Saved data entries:
- - - - -

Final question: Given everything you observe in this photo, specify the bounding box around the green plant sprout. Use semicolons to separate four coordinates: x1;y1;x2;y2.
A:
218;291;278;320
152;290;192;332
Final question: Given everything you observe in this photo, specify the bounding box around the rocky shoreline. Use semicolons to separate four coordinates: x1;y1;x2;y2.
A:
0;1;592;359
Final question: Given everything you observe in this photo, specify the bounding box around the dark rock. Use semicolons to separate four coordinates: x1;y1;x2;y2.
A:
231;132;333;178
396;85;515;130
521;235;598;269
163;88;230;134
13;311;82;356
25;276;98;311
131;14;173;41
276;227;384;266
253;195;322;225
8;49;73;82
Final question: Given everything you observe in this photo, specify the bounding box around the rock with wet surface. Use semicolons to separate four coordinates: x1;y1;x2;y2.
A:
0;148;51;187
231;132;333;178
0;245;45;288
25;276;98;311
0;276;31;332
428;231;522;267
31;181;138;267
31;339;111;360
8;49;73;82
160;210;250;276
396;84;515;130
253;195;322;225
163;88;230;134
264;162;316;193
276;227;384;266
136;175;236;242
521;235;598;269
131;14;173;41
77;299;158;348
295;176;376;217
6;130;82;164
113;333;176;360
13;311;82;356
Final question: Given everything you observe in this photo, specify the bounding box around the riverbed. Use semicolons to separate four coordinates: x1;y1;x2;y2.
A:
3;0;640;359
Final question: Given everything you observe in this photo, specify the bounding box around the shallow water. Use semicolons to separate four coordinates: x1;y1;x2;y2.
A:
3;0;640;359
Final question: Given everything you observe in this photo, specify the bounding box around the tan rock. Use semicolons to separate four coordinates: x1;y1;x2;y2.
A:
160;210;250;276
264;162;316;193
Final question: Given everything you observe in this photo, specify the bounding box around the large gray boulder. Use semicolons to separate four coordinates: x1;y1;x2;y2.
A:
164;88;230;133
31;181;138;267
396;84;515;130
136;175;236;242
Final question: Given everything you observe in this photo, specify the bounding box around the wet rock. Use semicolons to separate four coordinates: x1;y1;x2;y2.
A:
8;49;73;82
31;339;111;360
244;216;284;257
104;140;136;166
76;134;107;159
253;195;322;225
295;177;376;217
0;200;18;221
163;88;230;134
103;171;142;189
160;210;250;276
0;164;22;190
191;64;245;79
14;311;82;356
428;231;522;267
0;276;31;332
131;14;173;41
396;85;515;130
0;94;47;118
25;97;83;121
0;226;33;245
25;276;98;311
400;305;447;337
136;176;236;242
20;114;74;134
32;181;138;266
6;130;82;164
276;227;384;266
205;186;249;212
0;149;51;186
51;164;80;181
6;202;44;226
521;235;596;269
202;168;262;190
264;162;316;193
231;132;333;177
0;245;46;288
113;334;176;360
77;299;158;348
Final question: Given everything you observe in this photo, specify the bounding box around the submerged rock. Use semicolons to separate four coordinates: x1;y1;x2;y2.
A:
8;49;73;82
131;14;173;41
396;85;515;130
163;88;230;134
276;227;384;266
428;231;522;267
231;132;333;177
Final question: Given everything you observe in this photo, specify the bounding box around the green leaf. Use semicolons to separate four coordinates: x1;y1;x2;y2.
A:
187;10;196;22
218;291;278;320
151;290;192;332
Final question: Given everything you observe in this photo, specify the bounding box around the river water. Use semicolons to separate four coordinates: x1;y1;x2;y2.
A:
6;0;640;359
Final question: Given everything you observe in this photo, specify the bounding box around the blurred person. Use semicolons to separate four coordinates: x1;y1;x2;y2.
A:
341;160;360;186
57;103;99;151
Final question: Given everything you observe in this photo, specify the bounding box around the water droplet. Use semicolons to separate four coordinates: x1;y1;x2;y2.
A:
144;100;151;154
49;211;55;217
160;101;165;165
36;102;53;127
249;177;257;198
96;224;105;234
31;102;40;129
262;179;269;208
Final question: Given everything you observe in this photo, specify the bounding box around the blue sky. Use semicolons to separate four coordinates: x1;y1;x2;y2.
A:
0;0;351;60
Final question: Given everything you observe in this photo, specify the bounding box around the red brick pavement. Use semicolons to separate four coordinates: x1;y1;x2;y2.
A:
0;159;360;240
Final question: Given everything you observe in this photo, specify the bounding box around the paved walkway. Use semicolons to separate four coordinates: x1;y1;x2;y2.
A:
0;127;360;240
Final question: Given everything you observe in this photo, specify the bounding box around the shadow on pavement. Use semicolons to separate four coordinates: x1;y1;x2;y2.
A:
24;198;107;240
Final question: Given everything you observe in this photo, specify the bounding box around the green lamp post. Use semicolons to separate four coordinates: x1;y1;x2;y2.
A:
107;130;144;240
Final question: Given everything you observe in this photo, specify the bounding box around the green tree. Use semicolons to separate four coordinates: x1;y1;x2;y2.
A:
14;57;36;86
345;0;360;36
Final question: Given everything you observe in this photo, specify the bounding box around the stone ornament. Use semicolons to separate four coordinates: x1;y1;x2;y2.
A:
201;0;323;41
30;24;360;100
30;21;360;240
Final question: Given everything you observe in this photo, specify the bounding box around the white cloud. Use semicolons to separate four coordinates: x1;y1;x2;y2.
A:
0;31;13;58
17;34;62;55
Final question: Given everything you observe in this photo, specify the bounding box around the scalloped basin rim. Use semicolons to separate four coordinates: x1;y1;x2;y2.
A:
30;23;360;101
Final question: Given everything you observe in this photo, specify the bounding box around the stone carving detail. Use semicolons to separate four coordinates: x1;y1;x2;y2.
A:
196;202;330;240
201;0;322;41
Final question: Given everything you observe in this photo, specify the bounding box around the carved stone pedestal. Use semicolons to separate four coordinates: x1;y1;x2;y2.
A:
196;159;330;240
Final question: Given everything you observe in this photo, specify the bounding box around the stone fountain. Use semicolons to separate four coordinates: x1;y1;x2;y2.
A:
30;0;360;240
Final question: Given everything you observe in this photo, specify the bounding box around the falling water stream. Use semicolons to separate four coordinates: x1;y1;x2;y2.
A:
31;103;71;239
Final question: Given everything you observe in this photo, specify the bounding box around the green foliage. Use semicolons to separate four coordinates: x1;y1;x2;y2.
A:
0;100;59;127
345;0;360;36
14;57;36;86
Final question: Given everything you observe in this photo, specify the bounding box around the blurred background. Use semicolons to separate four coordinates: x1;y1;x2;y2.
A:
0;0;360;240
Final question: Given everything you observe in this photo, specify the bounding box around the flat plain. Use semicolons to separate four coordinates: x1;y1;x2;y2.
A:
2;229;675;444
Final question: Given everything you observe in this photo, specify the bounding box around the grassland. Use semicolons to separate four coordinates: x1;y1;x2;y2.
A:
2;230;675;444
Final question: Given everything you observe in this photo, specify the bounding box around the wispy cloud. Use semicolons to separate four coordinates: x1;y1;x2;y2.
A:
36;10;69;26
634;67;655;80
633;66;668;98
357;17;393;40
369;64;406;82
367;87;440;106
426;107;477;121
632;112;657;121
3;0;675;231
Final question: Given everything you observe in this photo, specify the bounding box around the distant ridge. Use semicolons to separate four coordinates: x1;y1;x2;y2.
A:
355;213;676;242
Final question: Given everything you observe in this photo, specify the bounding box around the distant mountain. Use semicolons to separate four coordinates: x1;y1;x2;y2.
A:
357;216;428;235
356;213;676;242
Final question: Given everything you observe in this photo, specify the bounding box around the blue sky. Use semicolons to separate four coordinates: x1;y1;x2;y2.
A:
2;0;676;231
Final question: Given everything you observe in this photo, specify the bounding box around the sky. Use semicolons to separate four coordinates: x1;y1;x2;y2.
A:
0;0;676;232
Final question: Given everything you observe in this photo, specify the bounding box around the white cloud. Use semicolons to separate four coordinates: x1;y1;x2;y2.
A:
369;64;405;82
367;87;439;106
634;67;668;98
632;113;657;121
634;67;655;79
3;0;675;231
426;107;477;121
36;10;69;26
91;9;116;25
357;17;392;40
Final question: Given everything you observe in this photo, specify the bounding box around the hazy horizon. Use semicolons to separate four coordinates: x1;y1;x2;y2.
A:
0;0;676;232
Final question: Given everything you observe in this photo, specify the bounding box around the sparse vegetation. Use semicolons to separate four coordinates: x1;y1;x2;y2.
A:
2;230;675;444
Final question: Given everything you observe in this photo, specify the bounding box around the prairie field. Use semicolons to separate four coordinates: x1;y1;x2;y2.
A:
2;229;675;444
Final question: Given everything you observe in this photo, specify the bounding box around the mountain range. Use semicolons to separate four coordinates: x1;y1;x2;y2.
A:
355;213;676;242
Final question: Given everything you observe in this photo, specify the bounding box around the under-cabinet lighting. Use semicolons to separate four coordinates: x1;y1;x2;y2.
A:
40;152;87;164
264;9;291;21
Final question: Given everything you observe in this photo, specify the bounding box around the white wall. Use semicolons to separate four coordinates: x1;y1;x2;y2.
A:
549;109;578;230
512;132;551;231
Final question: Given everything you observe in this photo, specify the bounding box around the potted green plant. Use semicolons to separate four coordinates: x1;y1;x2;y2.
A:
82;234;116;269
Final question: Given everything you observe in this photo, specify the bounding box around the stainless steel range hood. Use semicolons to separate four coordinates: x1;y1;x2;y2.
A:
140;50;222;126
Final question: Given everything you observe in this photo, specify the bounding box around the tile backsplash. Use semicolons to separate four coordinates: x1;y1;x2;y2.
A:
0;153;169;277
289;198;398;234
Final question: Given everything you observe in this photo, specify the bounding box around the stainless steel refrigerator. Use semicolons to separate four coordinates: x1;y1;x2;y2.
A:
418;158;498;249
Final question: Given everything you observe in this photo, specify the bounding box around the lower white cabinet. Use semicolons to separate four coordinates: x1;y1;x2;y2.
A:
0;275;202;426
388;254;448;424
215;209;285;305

- - - - -

WHAT THE EXERCISE ASKS - Reproduce the lines from the start of the records up to and including the line with "152;290;192;332".

WRITTEN RESPONSE -
Final question: Given everything you observe in this photo, specify the bounding box around the green plant sprout. Use semicolons to separate four coordinates: x1;y1;x2;y2.
A:
218;291;278;320
152;290;192;332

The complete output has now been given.